• [Exercise directions] Extract the entries in their exact form.

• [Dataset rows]
--- START ---
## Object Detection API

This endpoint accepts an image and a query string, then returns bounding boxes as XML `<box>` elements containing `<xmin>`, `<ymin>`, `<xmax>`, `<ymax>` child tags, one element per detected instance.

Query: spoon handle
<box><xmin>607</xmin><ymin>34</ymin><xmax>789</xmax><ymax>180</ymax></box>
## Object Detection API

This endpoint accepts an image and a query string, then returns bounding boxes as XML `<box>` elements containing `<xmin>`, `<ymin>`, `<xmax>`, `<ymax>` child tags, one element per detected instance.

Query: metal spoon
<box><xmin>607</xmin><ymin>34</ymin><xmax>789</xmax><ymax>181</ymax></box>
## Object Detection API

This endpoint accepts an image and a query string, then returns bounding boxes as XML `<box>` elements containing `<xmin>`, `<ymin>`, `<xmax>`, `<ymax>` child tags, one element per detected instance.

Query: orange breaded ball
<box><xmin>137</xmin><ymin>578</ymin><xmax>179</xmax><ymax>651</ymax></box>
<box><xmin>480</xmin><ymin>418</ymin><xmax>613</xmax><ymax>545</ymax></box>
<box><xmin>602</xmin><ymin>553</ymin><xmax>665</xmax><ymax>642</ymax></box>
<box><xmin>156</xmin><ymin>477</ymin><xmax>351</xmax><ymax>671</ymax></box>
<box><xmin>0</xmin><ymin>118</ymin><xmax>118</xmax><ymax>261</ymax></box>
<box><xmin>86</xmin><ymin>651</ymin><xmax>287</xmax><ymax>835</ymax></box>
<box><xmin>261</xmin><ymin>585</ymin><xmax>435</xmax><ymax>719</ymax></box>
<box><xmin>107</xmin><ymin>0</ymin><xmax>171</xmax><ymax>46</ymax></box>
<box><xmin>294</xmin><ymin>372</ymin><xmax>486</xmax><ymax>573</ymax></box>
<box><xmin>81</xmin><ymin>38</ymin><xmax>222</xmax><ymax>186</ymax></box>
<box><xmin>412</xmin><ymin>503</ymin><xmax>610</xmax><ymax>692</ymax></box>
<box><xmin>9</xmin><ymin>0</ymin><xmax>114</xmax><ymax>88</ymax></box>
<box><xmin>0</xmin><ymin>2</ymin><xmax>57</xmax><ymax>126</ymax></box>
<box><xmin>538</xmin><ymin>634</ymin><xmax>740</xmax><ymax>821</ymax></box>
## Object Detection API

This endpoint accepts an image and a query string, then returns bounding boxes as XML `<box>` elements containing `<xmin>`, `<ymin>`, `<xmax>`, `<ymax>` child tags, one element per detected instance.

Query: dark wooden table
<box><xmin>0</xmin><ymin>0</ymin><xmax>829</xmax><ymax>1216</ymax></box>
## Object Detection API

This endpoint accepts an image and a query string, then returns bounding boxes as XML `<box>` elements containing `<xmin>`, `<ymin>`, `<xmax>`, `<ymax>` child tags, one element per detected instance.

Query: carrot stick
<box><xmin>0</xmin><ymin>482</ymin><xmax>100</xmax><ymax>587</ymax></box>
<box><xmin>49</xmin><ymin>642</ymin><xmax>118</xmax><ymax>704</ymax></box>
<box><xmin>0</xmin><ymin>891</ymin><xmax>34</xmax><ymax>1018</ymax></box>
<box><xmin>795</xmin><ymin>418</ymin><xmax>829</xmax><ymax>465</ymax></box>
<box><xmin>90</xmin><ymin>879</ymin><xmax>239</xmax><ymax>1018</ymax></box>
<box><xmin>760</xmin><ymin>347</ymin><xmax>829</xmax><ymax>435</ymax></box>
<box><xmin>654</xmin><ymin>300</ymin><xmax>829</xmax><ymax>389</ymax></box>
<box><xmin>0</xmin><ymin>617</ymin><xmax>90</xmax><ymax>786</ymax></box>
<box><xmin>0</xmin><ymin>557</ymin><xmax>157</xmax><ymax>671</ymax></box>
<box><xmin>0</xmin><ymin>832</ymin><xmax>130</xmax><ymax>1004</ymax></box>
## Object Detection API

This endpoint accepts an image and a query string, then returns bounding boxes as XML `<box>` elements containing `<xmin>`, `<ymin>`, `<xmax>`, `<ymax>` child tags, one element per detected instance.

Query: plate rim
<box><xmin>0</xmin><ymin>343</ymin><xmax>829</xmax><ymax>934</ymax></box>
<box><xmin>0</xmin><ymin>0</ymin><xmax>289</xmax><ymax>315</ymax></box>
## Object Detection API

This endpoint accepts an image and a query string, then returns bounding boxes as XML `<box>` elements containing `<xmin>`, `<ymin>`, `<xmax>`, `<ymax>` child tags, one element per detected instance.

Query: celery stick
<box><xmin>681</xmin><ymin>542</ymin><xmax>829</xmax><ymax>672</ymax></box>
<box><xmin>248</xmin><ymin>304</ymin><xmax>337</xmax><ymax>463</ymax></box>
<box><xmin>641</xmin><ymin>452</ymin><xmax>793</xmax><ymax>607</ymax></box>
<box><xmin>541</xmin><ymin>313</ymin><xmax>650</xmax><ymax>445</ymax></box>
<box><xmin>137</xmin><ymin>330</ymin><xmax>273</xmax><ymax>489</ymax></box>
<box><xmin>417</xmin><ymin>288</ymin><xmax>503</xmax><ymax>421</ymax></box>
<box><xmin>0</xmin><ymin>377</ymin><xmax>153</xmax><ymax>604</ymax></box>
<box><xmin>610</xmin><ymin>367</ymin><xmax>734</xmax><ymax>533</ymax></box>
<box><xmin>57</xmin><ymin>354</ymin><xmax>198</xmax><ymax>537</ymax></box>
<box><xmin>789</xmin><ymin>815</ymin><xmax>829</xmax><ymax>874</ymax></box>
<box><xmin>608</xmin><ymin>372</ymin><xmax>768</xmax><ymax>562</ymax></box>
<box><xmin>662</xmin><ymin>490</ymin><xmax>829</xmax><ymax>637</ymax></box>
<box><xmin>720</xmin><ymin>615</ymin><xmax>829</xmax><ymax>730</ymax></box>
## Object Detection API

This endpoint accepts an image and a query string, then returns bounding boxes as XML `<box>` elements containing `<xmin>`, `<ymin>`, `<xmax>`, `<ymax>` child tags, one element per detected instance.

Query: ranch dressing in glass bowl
--- END ---
• [Final result]
## Object Detection API

This endpoint accepts an image and a query string, then returns bounding boxes as XML `<box>` elements containing `<xmin>`, `<ymin>`, `<xmax>`, `<ymax>` child tags, one element per detected instance.

Query: spoon handle
<box><xmin>607</xmin><ymin>34</ymin><xmax>789</xmax><ymax>180</ymax></box>
## Object Detection API

This endpoint accepts an image and a query string, then returns bounding boxes as XML `<box>` elements containing `<xmin>`, `<ymin>`, `<xmax>`, `<ymax>` child tags, one element per detected instance.

Query: metal spoon
<box><xmin>607</xmin><ymin>34</ymin><xmax>789</xmax><ymax>181</ymax></box>
## Object Detection API

This endpoint accepts an image and a query string, then returns bounding boxes as XML `<box>` elements containing `<xmin>`, `<ymin>`, `<xmax>`, `<ymax>` child tags, one element per detected instance.

Query: orange breaded ball
<box><xmin>137</xmin><ymin>578</ymin><xmax>179</xmax><ymax>651</ymax></box>
<box><xmin>480</xmin><ymin>418</ymin><xmax>613</xmax><ymax>545</ymax></box>
<box><xmin>602</xmin><ymin>553</ymin><xmax>665</xmax><ymax>642</ymax></box>
<box><xmin>156</xmin><ymin>477</ymin><xmax>351</xmax><ymax>671</ymax></box>
<box><xmin>0</xmin><ymin>118</ymin><xmax>118</xmax><ymax>261</ymax></box>
<box><xmin>86</xmin><ymin>651</ymin><xmax>287</xmax><ymax>835</ymax></box>
<box><xmin>261</xmin><ymin>585</ymin><xmax>435</xmax><ymax>719</ymax></box>
<box><xmin>107</xmin><ymin>0</ymin><xmax>171</xmax><ymax>46</ymax></box>
<box><xmin>294</xmin><ymin>372</ymin><xmax>486</xmax><ymax>573</ymax></box>
<box><xmin>81</xmin><ymin>38</ymin><xmax>222</xmax><ymax>186</ymax></box>
<box><xmin>412</xmin><ymin>503</ymin><xmax>610</xmax><ymax>692</ymax></box>
<box><xmin>9</xmin><ymin>0</ymin><xmax>114</xmax><ymax>88</ymax></box>
<box><xmin>0</xmin><ymin>2</ymin><xmax>57</xmax><ymax>126</ymax></box>
<box><xmin>538</xmin><ymin>634</ymin><xmax>740</xmax><ymax>821</ymax></box>
## Object Detection API

This endpoint accepts an image and a query string, then returns bounding boxes as XML `<box>` elements containing `<xmin>`, `<ymin>`, `<xmax>`, `<ymax>` child tags, one element per detected instance.

Query: dark wooden table
<box><xmin>0</xmin><ymin>0</ymin><xmax>829</xmax><ymax>1216</ymax></box>
## Object Detection API

This endpoint accepts an image and a query string, then returns bounding boxes as XML `<box>` elements containing `<xmin>`, `<ymin>`, `<xmax>`, `<ymax>` child tags, one element per detected instance.

Query: carrot stick
<box><xmin>0</xmin><ymin>482</ymin><xmax>100</xmax><ymax>587</ymax></box>
<box><xmin>49</xmin><ymin>642</ymin><xmax>118</xmax><ymax>704</ymax></box>
<box><xmin>0</xmin><ymin>891</ymin><xmax>34</xmax><ymax>1018</ymax></box>
<box><xmin>795</xmin><ymin>418</ymin><xmax>829</xmax><ymax>465</ymax></box>
<box><xmin>90</xmin><ymin>879</ymin><xmax>239</xmax><ymax>1018</ymax></box>
<box><xmin>760</xmin><ymin>347</ymin><xmax>829</xmax><ymax>435</ymax></box>
<box><xmin>654</xmin><ymin>300</ymin><xmax>829</xmax><ymax>389</ymax></box>
<box><xmin>0</xmin><ymin>617</ymin><xmax>90</xmax><ymax>786</ymax></box>
<box><xmin>0</xmin><ymin>557</ymin><xmax>157</xmax><ymax>671</ymax></box>
<box><xmin>0</xmin><ymin>832</ymin><xmax>130</xmax><ymax>1004</ymax></box>
## Object Detection API

This endpoint accepts an image and a query string, then returns bounding boxes as XML `<box>` elements containing `<xmin>`, `<ymin>`, `<xmax>`, `<ymax>` child tags, one element per detected instance.

Query: plate rim
<box><xmin>0</xmin><ymin>343</ymin><xmax>829</xmax><ymax>934</ymax></box>
<box><xmin>0</xmin><ymin>0</ymin><xmax>289</xmax><ymax>315</ymax></box>
## Object Detection API

This endpoint accepts an image and a query string, then returns bounding boxes as XML `<box>` elements containing `<xmin>`, `<ymin>`, `<xmax>`, `<ymax>` child tags, one element per detected instance.

Query: celery stick
<box><xmin>681</xmin><ymin>542</ymin><xmax>829</xmax><ymax>672</ymax></box>
<box><xmin>248</xmin><ymin>304</ymin><xmax>337</xmax><ymax>463</ymax></box>
<box><xmin>641</xmin><ymin>452</ymin><xmax>793</xmax><ymax>607</ymax></box>
<box><xmin>541</xmin><ymin>313</ymin><xmax>650</xmax><ymax>445</ymax></box>
<box><xmin>137</xmin><ymin>330</ymin><xmax>273</xmax><ymax>489</ymax></box>
<box><xmin>417</xmin><ymin>288</ymin><xmax>503</xmax><ymax>421</ymax></box>
<box><xmin>0</xmin><ymin>377</ymin><xmax>153</xmax><ymax>604</ymax></box>
<box><xmin>610</xmin><ymin>367</ymin><xmax>734</xmax><ymax>533</ymax></box>
<box><xmin>57</xmin><ymin>354</ymin><xmax>198</xmax><ymax>537</ymax></box>
<box><xmin>789</xmin><ymin>815</ymin><xmax>829</xmax><ymax>874</ymax></box>
<box><xmin>608</xmin><ymin>372</ymin><xmax>768</xmax><ymax>562</ymax></box>
<box><xmin>662</xmin><ymin>490</ymin><xmax>829</xmax><ymax>637</ymax></box>
<box><xmin>720</xmin><ymin>615</ymin><xmax>829</xmax><ymax>730</ymax></box>
## Object Detection API

This endpoint accepts an image and a query string, then returns bounding boxes as XML `<box>` elements containing `<xmin>`, `<ymin>`, `<xmax>`, `<ymax>` child tags, one element per detected instance.

Query: ranch dressing in glass bowl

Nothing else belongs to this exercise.